Document:
================
In particular, when the hot-melt adhesive is used for hygienic materials, the content of the plasticizer for resins in the hot-melt adhesive is preferably 50% by mass or less, more preferably 40% by mass or less, even more preferably 30% by mass or less. The lower limit is preferably 5% by mass or more, more preferably 10% by mass or more.
The content of the amorphous propylenic polymer in the hot-melt adhesive is, from the viewpoint of the balance of pressure-sensitive adhesivity, tackiness and retentivity, preferably 5% by mass or more and 95% by mass or less, more preferably 10% by mass or more and 90% by mass or less, even more preferably 15% by mass or more and 85% by mass or less, further more preferably 20% by mass or more and 80% by mass or less.
The content of the thermoplastic resin or the polyolefinic polymer (BB) in the hot-melt adhesive is, from the viewpoint of pressure-sensitive adhesivity and tackiness expressibility, preferably 5% by mass or more and 95% by mass or less, more preferably 10% by mass or more and 90% by mass or less, even more preferably 15% by mass or more and 85% by mass or less, further more preferably 20% by mass or more and 80% by mass or less.
As in the above, when the plasticizer for resins of the present invention is targeted to use in a hot-melt adhesive, the plasticizer for resins, preferably the amorphous propylenic polymer can be used in the thermoplastic resin-containing hot-melt adhesive for the purpose of reducing the viscosity in melt of the hot-melt adhesive and imparting elongation characteristics thereto.
================
Dataset content:
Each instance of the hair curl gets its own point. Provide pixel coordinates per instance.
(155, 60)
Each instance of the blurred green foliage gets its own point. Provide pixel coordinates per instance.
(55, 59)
================
Task instructions:
• A. Answer these about the hot-melt adhesive text, one answer per line and marked the same way:
(i) For hygienic materials, what is the most preferred upper limit for the plasticizer content?
(ii) From what viewpoint is the preferred content of the amorphous propylenic polymer set?
(iii) For what purpose can the amorphous propylenic polymer be used in the thermoplastic resin-containing hot-melt adhesive?
• B. Please pick up the hot-melt adhesive text after its final sentence and carry it on in the same style.

Results for the exercise:
• A.
(i) 30% by mass or less.
(ii) The balance of pressure-sensitive adhesivity, tackiness and retentivity.
(iii) To reduce the viscosity in melt of the hot-melt adhesive and impart elongation characteristics to it.

• B.
Specific use of the hot-melt adhesive is described below.
The hot-melt adhesive can be favorably used, for example, for adhesion of nonwoven fabrics constituting hygienic articles and/or adhesion of a plastic film and a nonwoven fabric constituting hygienic articles.
The hygienic article is preferably a nonwoven article, more precisely including a tape-type or pants-type diaper, a pantyliner, and a sanitary napkin, preferably a pants-type diaper and a pantyliner.
According to the present invention, there can be obtained a hot-melt adhesive having high flowability and excellent in coatability, and therefore the hot-melt adhesive can be favorably used as an adhesive for packaging materials such as cardboards or as a hot-melt adhesive for woodwork.
The adhesion method in woodwork includes a step of melting a hot-melt adhesive, applying it to a woodwork substrate or any other substrate, and adhering a woodwork substrate or any other substrate thereto. In this, at least one kind of the substrates to be used is a substrate for woodwork.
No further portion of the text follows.